'''
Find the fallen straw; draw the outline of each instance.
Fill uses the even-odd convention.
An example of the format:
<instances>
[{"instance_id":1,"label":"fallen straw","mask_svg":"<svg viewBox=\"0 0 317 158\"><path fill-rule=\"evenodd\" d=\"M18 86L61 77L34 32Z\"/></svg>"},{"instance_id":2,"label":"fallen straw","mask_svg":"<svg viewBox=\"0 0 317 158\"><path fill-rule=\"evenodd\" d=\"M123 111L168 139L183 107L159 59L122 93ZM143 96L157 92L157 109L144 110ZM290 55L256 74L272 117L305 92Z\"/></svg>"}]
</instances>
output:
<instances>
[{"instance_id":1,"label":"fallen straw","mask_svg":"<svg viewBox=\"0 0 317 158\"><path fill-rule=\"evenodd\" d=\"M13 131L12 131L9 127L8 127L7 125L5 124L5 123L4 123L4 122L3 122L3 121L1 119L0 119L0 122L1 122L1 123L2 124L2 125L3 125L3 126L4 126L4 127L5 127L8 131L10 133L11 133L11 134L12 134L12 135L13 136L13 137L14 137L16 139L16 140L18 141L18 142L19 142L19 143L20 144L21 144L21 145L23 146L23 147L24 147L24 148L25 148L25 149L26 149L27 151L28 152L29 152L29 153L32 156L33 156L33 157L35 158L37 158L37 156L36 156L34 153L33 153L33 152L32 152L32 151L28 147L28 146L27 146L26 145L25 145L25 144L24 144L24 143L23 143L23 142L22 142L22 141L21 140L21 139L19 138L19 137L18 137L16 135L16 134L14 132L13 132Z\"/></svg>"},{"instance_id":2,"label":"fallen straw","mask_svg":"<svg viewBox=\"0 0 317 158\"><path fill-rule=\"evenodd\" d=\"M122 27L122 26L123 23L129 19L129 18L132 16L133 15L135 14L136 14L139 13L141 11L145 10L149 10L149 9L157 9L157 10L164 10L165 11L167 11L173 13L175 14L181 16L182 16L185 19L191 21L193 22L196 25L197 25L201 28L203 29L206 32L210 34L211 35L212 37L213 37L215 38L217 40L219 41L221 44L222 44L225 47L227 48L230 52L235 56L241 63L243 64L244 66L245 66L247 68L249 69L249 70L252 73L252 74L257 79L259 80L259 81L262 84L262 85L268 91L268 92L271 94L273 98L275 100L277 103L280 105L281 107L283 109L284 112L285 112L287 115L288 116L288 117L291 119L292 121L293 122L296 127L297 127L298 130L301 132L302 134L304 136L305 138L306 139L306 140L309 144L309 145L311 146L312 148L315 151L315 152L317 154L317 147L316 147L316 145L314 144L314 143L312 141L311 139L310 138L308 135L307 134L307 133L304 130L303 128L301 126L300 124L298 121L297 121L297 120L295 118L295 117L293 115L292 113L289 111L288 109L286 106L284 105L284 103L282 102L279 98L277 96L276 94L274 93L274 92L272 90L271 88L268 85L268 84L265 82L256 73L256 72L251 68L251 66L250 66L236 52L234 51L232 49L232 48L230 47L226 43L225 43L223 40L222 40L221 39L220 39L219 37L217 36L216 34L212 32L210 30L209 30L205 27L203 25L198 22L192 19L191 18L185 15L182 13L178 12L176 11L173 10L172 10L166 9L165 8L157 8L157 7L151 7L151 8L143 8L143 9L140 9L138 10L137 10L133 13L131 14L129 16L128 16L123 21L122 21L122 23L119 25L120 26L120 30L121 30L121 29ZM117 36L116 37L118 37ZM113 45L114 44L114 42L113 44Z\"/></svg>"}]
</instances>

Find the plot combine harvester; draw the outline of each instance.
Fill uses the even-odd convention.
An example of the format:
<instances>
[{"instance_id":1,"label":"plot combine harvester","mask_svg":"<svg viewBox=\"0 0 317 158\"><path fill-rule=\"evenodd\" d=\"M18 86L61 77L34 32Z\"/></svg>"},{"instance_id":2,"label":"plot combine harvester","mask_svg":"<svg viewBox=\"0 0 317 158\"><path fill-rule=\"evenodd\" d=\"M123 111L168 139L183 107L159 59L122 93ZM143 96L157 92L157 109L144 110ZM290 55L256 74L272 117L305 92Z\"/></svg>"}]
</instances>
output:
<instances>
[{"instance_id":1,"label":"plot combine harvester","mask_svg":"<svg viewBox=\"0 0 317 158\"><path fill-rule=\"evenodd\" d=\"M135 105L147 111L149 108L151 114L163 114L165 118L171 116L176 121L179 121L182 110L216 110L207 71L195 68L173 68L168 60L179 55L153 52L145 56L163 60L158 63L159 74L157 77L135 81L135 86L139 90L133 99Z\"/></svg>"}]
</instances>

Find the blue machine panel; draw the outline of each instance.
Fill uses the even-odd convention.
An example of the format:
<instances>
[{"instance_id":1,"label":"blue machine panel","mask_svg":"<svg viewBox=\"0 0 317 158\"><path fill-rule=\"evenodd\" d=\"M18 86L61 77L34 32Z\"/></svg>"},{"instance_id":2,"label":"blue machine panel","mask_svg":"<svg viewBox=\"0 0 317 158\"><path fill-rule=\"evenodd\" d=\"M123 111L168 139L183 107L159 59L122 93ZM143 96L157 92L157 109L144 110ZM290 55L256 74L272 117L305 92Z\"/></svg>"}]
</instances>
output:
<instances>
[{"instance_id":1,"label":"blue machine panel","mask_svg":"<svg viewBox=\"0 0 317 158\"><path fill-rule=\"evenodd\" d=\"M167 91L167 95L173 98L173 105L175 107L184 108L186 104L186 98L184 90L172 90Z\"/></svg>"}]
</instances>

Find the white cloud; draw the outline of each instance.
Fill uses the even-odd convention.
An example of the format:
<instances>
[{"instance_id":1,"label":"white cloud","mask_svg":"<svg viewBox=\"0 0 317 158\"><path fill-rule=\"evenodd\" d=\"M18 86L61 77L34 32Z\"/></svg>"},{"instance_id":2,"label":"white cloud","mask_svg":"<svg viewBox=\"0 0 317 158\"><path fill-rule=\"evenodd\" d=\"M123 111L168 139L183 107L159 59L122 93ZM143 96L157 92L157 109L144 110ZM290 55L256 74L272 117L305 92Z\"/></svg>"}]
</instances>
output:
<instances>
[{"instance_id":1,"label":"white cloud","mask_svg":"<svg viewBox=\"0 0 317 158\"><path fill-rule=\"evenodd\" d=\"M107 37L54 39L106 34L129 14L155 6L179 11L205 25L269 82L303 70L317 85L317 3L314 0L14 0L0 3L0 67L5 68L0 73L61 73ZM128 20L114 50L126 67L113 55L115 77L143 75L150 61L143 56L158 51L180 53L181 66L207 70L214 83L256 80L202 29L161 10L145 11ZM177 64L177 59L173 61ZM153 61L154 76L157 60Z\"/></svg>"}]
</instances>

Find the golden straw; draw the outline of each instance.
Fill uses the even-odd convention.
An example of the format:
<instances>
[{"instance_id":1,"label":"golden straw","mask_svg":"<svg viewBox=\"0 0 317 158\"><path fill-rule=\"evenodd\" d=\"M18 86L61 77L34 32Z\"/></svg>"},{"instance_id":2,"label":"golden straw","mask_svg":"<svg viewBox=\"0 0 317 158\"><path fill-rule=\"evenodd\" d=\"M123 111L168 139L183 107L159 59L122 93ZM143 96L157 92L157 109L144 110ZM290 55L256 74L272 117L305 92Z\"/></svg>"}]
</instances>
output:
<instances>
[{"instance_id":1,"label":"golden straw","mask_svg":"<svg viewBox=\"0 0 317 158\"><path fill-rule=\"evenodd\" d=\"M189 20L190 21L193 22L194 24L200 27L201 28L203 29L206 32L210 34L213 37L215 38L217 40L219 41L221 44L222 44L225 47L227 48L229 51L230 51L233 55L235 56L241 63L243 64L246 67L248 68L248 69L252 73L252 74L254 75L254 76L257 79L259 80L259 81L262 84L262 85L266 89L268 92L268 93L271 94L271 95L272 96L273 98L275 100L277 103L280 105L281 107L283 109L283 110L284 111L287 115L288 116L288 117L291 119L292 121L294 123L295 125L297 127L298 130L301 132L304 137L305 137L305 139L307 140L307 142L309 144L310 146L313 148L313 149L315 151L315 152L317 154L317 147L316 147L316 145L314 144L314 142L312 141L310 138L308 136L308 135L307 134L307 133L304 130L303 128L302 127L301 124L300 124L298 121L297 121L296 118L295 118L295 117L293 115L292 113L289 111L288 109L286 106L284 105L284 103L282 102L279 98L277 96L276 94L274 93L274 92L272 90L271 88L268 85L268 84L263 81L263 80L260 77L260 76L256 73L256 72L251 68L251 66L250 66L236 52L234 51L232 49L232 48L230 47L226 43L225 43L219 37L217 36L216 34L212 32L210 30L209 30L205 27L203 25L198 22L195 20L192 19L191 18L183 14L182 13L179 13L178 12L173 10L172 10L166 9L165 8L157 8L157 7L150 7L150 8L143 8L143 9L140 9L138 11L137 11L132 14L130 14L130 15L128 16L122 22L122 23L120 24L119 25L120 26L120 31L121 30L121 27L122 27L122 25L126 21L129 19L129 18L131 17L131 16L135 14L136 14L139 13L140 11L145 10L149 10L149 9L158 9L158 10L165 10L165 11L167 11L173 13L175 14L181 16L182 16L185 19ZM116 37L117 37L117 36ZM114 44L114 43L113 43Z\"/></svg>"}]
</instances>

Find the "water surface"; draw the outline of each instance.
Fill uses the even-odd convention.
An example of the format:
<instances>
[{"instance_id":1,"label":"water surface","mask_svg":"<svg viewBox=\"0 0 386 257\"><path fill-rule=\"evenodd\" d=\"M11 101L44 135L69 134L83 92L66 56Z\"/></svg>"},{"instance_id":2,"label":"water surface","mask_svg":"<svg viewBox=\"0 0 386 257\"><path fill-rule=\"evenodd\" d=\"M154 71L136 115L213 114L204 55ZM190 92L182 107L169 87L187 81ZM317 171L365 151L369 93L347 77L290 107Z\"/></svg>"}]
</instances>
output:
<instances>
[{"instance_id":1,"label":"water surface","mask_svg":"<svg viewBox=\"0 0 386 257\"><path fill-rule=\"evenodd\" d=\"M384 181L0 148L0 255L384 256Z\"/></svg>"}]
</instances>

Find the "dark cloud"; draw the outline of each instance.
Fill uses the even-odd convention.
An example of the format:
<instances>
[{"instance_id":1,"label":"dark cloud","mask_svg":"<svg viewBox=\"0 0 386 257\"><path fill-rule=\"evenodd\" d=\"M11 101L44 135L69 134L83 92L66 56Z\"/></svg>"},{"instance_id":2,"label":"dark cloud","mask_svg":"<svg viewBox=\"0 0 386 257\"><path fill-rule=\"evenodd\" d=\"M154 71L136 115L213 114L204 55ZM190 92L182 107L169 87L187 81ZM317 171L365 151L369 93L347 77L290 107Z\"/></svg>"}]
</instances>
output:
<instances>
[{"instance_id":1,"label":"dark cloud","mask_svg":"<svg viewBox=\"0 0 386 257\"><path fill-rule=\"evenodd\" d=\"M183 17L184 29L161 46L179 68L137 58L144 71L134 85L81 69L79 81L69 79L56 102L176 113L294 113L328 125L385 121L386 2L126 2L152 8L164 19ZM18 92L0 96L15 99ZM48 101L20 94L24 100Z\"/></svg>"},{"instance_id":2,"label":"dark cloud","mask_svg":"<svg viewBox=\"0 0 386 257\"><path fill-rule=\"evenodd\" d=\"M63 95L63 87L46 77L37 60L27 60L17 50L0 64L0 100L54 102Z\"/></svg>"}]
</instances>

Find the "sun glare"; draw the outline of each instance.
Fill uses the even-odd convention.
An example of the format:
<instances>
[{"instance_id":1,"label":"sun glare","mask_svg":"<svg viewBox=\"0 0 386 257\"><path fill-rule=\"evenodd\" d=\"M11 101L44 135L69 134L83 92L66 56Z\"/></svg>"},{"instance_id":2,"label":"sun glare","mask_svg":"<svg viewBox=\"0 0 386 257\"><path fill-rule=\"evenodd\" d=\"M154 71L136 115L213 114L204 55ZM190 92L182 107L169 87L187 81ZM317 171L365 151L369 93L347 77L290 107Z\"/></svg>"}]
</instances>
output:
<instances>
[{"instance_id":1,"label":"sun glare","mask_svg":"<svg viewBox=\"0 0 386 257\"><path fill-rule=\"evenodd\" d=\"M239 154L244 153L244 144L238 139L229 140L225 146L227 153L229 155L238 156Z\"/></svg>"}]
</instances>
'''
> What to do
Locate every line of the material that contains the string "dark" and copy each such line in full.

> Exercise result
Find the "dark cloud"; draw the outline of each instance.
[{"instance_id":1,"label":"dark cloud","mask_svg":"<svg viewBox=\"0 0 386 257\"><path fill-rule=\"evenodd\" d=\"M11 101L44 135L69 134L83 92L66 56Z\"/></svg>"},{"instance_id":2,"label":"dark cloud","mask_svg":"<svg viewBox=\"0 0 386 257\"><path fill-rule=\"evenodd\" d=\"M154 71L136 115L213 114L204 55ZM190 92L182 107L169 87L187 81ZM317 171L365 151L369 93L347 77L290 107Z\"/></svg>"}]
[{"instance_id":1,"label":"dark cloud","mask_svg":"<svg viewBox=\"0 0 386 257\"><path fill-rule=\"evenodd\" d=\"M183 17L184 29L161 46L179 68L137 58L144 71L134 85L81 69L79 81L69 79L56 102L176 113L294 113L328 125L385 121L386 2L126 2L152 8L164 19ZM18 92L0 96L15 99ZM48 101L20 94L24 100Z\"/></svg>"},{"instance_id":2,"label":"dark cloud","mask_svg":"<svg viewBox=\"0 0 386 257\"><path fill-rule=\"evenodd\" d=\"M63 95L63 87L46 77L37 60L27 60L17 50L0 64L0 100L54 102Z\"/></svg>"}]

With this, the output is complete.